▶ [Exercise objective]: Render the rows below as a JSON list of strings, one string per line, with blank lines left out.

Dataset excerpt
================================
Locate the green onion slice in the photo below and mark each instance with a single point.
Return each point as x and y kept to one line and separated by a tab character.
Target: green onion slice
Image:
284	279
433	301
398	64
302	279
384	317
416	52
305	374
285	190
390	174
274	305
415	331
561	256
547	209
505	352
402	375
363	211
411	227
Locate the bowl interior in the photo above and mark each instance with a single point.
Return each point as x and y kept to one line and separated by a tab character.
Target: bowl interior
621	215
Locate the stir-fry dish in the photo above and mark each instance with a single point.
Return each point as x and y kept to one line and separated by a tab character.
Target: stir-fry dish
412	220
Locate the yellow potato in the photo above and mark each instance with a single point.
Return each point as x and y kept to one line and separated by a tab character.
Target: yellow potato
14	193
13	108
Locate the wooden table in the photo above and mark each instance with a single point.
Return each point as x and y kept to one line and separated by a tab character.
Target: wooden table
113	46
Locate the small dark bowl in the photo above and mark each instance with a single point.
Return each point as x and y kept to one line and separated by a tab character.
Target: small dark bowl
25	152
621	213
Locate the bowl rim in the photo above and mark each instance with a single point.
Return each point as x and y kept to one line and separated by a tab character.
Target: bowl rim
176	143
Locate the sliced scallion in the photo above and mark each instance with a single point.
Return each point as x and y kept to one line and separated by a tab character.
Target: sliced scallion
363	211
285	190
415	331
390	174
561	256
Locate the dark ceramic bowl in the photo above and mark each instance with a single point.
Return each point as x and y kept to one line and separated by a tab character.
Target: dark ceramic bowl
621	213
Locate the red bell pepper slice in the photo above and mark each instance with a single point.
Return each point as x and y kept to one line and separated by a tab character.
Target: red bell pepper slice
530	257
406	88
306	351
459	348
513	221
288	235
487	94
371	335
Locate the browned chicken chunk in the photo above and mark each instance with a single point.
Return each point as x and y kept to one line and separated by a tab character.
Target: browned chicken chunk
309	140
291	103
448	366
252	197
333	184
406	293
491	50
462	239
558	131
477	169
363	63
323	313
================================
▶ [Answer to the exercise]:
[
  "Locate the green onion slice in the photo below and mark each instance with a single point.",
  "Return each point as x and y kept to one line and separated by a tab character.",
  "Target: green onion slice",
  "Image:",
  "284\t279",
  "433\t301",
  "398\t64",
  "302\t279",
  "384\t317",
  "416\t52",
  "305\t374",
  "285\t190",
  "390\t174",
  "274\t305",
  "415\t331",
  "561\t256",
  "547\t209",
  "505\t352",
  "402\t375",
  "363\t211",
  "411\t227",
  "Locate the bowl interior in the photo above and mark each instance with a single point.",
  "Return each point as x and y kept to one line and separated by a tab character.",
  "Target: bowl interior",
  "621\t215",
  "Locate the stir-fry dish in the photo above and mark each instance with a single point.",
  "Return each point as x and y kept to one line and separated by a tab character.",
  "Target: stir-fry dish",
  "412\t220",
  "Locate the yellow potato in the photo above and mark each instance with a single point.",
  "Return each point as x and y kept to one line and separated by a tab character.",
  "Target: yellow potato",
  "14\t193",
  "13\t108",
  "Locate the wooden table in the photo above and mark each instance with a single point.",
  "Return each point as x and y kept to one line and separated by a tab character.",
  "Target: wooden table",
  "113\t46",
  "Locate the small dark bowl in the photo above and mark each instance with a single point.",
  "Return each point as x and y kept to one line and separated by a tab character.",
  "Target: small dark bowl",
  "25\t152",
  "621\t213",
  "Locate the bowl rim in the photo above and mark each instance with a single point.",
  "Return each point as x and y kept to one line and separated by a tab character.",
  "Target: bowl rim",
  "176\t143",
  "Locate the sliced scallion in the photo above and mark each instance with a single point.",
  "Return each point as x and y kept to one line and separated by a tab character.",
  "Target: sliced scallion",
  "363\t211",
  "285\t190",
  "415\t331",
  "390\t174",
  "561\t256",
  "Locate the dark ceramic bowl in the photo above and mark each instance with a single point.",
  "Return each point as x and y kept to one line and separated by a tab character.",
  "Target: dark ceramic bowl",
  "621\t213",
  "Locate the red bell pepper slice in the photo above and mark each instance with a single point.",
  "Return each point as x and y kept to one line and separated by a tab character.",
  "Target: red bell pepper slice",
  "530\t257",
  "406\t88",
  "306\t351",
  "459\t348",
  "513\t221",
  "288\t235",
  "487\t94",
  "371\t335",
  "Locate the browned chicken chunk in the photo above and mark each instance with a single point.",
  "Return each point as x and y kept to one line and separated by a tab character.",
  "Target: browned chicken chunk",
  "309\t140",
  "291\t103",
  "448\t366",
  "252\t197",
  "333\t184",
  "406\t293",
  "491\t50",
  "462\t239",
  "558\t131",
  "477\t169",
  "363\t63",
  "323\t313"
]